Copy every line again, starting with the one that contains "Every instance of the woman in" and going on through the end of the data. Keep the requests, and offset each coordinate in the answers by adding 107 to it.
################
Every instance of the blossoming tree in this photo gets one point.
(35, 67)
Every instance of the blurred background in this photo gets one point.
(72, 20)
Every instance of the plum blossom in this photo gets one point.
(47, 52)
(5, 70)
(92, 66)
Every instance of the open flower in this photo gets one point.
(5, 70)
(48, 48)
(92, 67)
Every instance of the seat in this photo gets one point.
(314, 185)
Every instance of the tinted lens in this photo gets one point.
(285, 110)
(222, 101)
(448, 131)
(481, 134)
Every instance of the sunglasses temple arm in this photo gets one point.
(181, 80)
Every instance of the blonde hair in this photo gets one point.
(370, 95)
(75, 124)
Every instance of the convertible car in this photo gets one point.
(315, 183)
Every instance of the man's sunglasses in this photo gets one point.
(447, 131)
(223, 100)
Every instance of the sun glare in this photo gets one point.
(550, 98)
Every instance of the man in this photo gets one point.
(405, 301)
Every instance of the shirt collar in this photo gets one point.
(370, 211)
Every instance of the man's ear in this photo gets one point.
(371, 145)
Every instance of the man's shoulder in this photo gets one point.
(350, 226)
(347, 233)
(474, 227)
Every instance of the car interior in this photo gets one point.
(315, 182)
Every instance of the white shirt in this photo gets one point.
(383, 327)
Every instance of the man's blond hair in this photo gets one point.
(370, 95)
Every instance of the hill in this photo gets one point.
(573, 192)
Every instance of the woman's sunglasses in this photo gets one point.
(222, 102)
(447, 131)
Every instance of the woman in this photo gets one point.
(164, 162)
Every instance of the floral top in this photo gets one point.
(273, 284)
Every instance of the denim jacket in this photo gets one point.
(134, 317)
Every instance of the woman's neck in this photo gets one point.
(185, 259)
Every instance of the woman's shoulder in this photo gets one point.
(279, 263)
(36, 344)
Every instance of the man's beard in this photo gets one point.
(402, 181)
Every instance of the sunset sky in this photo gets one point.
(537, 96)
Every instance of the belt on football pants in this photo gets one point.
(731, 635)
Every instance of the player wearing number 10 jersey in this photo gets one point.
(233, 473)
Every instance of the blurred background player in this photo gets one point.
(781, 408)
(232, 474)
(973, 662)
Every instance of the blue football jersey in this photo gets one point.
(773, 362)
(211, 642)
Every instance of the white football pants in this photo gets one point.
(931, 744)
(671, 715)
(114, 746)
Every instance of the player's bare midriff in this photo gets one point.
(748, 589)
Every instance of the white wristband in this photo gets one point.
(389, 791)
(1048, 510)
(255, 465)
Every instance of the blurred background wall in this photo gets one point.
################
■ **TASK SOLUTION**:
Every instance of the woman in this photo gets one point.
(271, 269)
Every instance of the floral top in this photo gets one point.
(380, 391)
Every instance of the denim jacket in this photo gets one point.
(241, 424)
Every instance of the woman's neck in this photo gets one point.
(292, 366)
Every instance of the woman's shoulder in this photo gets one point.
(386, 370)
(143, 451)
Every instance of the man's beard in this photo gets one point.
(509, 288)
Every instance of the sunset sky in this photo gets one point.
(644, 203)
Every instance of the belt on football pants in this photo gets one point.
(838, 742)
Every instance of the player wearing number 10 jersey in this photo gets one point.
(340, 580)
Every instance of the blurred background player in this photo gets one point.
(888, 515)
(339, 581)
(1080, 769)
Every instance of the blue football jersey in this photo gets one point.
(880, 469)
(318, 749)
Every instance of the white football pants in this photo gets one point.
(1038, 851)
(778, 822)
(221, 853)
Every instance of the player's bare midriff in this photo gets one point.
(855, 696)
Every instance of the white wristband in this photo gets one point.
(496, 898)
(1155, 617)
(362, 572)
Every instance of the blurred background wall in this photo gets one point.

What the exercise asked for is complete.